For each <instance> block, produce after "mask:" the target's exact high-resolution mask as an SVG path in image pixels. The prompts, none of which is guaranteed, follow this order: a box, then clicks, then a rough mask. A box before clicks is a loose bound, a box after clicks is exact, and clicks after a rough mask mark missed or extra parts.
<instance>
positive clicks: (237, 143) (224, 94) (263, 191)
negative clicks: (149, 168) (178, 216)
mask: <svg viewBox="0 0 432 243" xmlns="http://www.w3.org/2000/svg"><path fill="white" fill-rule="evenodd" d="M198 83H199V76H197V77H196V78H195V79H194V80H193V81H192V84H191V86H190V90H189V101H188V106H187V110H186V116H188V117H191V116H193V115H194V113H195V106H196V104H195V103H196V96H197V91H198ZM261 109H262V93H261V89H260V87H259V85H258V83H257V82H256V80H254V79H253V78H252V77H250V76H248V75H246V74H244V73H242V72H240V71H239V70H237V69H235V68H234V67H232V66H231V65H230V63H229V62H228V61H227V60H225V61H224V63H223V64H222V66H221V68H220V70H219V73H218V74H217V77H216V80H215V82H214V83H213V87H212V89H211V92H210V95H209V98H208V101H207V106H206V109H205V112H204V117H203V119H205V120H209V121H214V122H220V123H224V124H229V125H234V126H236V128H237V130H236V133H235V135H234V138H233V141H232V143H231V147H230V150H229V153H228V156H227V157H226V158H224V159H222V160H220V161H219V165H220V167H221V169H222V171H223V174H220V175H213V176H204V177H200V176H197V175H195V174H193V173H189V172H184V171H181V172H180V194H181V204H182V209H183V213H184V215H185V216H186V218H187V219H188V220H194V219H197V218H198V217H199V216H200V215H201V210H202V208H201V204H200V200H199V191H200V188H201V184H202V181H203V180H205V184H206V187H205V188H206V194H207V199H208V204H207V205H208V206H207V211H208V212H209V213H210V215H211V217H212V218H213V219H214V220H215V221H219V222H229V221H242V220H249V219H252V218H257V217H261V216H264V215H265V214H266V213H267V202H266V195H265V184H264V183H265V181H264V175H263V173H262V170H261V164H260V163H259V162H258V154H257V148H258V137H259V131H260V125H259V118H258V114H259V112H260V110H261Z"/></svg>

EXERCISE AIM: Find the lines in the data that include "instance", then copy each of them.

SOLUTION FOR THIS EXERCISE:
For each <instance> block, produce after "mask:" the target's exact high-resolution mask as an SVG path in image pixels. The prompts, none of which is guaranteed, follow this order: a box, then clicks, then a rough mask. A box before clicks is a loose bound, a box after clicks is exact, and clicks after a rough mask mark missed or extra parts.
<instance>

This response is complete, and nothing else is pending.